### Reading text:
*****
Saturday, November 23, 2013

Livin' in the Bucket

My quest to race for less than 10 bucks all year continued today with a 5K turkey trot. Of course, finding a 5K to fit my race fee restriction was difficult, but I finally found one at UW La Crosse. I immediately signed up because, well, La Crosse is only an hour away, right?

Enter the wisdom of Big E, who patiently explained after I signed up that La Crosse is 3 hours away. Thankfully, I have not imposed any gas restrictions on myself. (In more ways than one...) After all, this is supposed to be about new experiences and adventure, right?

Of course, the day after I learned of the 6 hour-round-trip drive, I checked the predicted weather for today. 14 degrees. Windchill below zero. Big E then dubbed the race the "6 Hour-Round-Trip-Icebox 5K." Oh well, weather will just add to the adventure, right?

So, that is how I ended up in the car, headed south, at 5:15 this morning. At first I watched in horror as the temperature dropped. Isn't it supposed to be warmer down south? Then I got over myself and got inspired by the sunrise. At some point I noticed a billboard, which is really quite a shock, because, as Pop can attest to, I absolutely suck at reading signs while I drive. I can tell you all about the sunrise, every animal I saw along the road (alive or not) and even what people in other cars were doing, but it is a minor miracle if I can tell you the speed limit or what exit I'm near at any given time while driving.

Anyway, my bad driving habits aside, I saw this billboard for State Farm. It said, "Is Life Insurance on your Bucket List?" This led me to think about my bucket list. My nonexistent bucket list. What? How could I not have a bucket list? How do I not have a list that includes, "Do 6-Hour-Round-Trip-Icebox-5K?"

Since I needed something to do other than read speed limit and exit signs, I thought about this. I really like lists. I've found them quite useful in life because my brain runs a mile a minute but contains a short-term memory of about 3 seconds. I can come up with 25 things I need to do each day before I even eat breakfast, but actually remembering to do them proves to be a challenge without a list. (In fact, I'm quite sure Big E would say that there are days I should probably add, "take a shower" to the list.) If I like lists so much, why don't I have a bucket list?
*****
### Material shown:
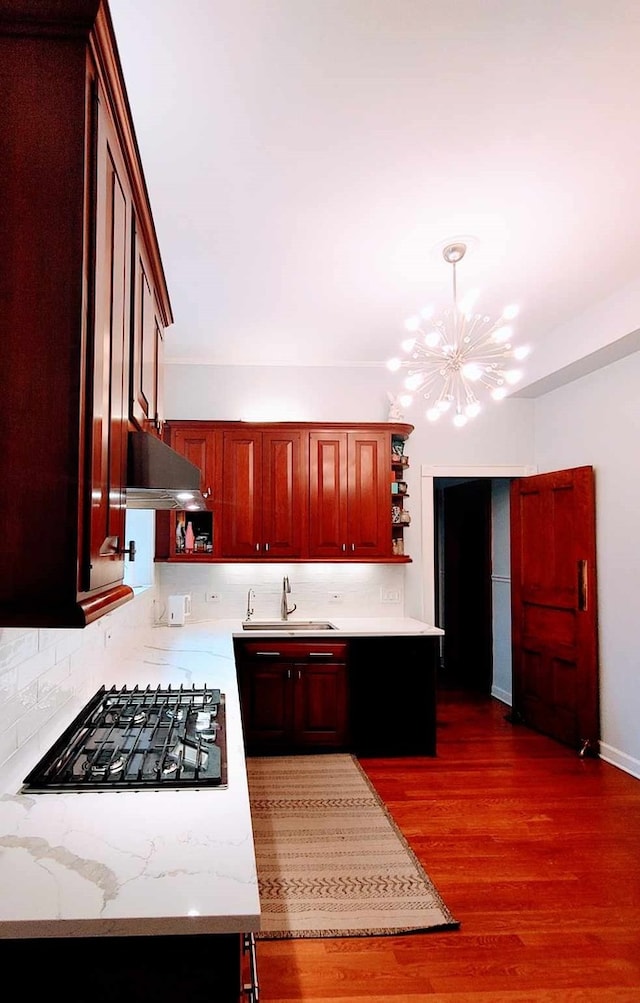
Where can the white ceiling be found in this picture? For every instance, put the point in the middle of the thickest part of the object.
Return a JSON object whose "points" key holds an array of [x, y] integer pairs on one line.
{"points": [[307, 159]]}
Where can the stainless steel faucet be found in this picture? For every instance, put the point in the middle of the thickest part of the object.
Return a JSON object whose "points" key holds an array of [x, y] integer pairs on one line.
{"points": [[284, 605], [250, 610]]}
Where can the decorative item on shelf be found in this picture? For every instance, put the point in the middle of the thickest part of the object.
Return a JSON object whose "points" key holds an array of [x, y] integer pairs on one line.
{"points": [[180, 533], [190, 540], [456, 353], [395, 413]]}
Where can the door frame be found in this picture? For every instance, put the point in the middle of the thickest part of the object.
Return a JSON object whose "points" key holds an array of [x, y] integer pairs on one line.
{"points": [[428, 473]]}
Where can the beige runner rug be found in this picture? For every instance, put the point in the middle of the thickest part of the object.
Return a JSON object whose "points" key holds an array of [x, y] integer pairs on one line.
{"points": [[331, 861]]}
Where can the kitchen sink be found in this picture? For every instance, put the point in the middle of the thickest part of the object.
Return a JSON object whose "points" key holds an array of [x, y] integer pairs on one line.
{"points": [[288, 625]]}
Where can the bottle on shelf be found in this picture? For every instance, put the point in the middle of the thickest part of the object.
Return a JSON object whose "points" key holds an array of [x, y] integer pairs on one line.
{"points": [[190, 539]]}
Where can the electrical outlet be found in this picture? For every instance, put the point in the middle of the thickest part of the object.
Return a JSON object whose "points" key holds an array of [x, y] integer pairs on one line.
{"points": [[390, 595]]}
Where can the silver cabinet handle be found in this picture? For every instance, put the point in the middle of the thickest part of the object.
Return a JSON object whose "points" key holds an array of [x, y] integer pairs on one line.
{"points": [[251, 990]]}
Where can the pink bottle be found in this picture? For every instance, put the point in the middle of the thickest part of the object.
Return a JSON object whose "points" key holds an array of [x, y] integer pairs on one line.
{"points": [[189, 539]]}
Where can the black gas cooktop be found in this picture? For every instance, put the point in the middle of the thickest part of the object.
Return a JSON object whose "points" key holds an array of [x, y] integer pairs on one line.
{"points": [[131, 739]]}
*****
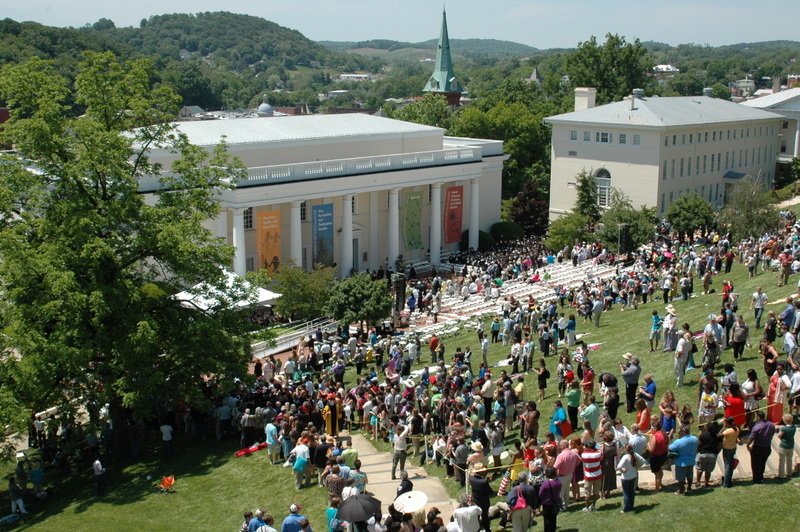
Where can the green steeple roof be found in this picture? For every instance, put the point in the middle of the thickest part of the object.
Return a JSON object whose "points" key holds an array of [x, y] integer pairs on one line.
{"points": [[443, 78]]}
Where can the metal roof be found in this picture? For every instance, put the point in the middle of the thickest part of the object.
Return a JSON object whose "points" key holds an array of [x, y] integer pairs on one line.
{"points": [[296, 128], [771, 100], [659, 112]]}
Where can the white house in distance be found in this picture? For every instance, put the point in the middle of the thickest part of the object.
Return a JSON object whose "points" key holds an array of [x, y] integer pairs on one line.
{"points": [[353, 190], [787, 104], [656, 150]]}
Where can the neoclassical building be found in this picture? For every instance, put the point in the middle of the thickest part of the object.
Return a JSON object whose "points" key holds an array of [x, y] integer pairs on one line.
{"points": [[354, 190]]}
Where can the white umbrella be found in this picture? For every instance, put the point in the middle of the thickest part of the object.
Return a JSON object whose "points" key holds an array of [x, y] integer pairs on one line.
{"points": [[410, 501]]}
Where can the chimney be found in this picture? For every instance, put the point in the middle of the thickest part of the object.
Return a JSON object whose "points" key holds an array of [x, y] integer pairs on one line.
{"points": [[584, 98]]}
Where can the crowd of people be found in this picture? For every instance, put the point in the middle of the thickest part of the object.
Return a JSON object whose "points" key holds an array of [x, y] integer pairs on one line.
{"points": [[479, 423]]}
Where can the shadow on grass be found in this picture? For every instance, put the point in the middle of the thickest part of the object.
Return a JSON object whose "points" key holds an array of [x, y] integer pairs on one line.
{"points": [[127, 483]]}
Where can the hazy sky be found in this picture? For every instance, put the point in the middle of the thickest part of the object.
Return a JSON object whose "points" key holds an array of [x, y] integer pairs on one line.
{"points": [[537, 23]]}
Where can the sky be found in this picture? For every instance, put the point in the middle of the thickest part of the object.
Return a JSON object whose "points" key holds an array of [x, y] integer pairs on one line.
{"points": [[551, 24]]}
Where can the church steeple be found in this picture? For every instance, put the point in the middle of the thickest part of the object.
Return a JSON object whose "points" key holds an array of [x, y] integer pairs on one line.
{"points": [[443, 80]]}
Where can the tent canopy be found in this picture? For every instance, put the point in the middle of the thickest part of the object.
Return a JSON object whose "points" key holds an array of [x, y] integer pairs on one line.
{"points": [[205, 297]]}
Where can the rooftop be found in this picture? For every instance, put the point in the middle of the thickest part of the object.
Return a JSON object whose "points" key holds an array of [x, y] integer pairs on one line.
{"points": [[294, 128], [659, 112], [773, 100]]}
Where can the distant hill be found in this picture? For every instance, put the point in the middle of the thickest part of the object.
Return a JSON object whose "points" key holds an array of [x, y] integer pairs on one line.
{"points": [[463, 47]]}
*****
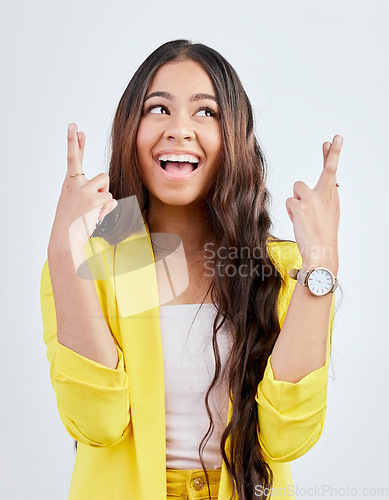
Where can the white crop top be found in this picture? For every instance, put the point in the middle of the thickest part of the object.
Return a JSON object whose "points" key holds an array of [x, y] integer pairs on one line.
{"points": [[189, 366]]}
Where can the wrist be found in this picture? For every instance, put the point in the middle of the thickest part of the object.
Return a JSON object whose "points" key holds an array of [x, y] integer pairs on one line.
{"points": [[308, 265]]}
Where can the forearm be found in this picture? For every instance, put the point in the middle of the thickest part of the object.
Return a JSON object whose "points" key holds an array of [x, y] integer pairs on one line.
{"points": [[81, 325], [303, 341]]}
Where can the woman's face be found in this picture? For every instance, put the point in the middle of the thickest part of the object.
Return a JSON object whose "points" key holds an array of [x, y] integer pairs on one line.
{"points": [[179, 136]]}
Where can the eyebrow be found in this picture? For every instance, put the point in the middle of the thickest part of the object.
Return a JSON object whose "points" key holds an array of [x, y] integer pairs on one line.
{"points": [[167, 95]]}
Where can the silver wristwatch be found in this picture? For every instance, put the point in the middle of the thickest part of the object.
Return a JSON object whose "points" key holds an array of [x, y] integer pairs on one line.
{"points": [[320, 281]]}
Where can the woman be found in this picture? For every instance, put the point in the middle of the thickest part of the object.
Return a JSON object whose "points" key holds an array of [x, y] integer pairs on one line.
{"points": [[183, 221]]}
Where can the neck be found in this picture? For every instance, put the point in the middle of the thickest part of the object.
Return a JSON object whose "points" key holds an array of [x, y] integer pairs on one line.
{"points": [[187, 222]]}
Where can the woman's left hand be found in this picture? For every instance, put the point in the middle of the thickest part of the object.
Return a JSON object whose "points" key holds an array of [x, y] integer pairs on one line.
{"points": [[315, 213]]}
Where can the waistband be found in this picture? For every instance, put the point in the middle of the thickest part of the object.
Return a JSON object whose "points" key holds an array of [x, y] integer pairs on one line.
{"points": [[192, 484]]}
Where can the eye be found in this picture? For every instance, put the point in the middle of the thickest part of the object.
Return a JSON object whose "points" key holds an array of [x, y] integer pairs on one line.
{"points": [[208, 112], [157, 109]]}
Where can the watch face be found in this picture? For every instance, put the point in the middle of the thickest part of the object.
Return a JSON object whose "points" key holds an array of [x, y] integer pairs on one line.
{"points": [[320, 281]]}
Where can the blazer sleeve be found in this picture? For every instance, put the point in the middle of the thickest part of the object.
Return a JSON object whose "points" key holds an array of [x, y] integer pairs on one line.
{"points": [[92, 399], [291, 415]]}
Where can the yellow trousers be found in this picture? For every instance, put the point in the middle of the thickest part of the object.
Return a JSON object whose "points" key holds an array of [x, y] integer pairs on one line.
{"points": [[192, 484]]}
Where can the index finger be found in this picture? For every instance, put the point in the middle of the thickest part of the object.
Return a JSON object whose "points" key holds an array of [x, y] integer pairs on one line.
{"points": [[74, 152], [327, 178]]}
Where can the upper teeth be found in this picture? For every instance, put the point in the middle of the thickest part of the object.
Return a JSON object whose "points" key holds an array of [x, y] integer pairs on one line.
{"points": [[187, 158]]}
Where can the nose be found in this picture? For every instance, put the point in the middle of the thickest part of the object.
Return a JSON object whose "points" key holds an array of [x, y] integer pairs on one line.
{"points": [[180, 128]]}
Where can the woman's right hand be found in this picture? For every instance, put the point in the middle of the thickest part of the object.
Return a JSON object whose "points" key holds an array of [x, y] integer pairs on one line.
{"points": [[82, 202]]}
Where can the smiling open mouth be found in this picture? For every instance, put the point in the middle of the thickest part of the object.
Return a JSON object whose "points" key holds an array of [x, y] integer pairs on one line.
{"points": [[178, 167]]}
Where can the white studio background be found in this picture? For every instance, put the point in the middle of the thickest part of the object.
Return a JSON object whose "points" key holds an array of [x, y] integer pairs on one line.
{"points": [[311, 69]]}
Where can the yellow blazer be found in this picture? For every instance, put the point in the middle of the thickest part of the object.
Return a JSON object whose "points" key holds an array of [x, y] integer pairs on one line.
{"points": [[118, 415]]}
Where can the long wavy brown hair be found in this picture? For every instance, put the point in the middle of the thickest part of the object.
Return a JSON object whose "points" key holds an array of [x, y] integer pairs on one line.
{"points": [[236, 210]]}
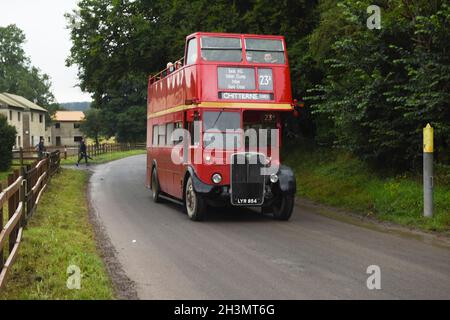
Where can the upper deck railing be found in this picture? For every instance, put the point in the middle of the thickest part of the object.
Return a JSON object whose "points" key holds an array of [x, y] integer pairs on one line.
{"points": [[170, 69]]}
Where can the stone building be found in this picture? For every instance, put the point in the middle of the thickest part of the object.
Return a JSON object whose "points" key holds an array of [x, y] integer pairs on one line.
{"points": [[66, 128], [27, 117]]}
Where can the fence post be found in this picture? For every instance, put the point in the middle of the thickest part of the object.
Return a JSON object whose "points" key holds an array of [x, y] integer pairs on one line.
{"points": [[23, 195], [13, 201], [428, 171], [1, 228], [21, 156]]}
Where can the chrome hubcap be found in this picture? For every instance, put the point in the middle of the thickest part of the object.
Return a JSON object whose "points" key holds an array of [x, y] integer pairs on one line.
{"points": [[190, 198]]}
*****
### Problems and tasks:
a. Repeat word for word the part of the turkey trot post starting at "Livin' in the" and ending at "and adventure, right?".
b. Decide whether each statement below agrees with the turkey trot post. Answer yes or no for each, and quote the words from the post that settle it.
(i) The race was held at UW La Crosse.
(ii) The predicted temperature for race day was 24 degrees.
(iii) The billboard the writer noticed was for State Farm.

### Problem solutions:
a.
Livin' in the Bucket

My quest to race for less than 10 bucks all year continued today with a 5K turkey trot. Of course, finding a 5K to fit my race fee restriction was difficult, but I finally found one at UW La Crosse. I immediately signed up because, well, La Crosse is only an hour away, right?

Enter the wisdom of Big E, who patiently explained after I signed up that La Crosse is 3 hours away. Thankfully, I have not imposed any gas restrictions on myself. (In more ways than one...) After all, this is supposed to be about new experiences and adventure, right?

b.
(i) Yes: "I finally found one at UW La Crosse."
(ii) No: "14 degrees."
(iii) Yes: "I saw this billboard for State Farm."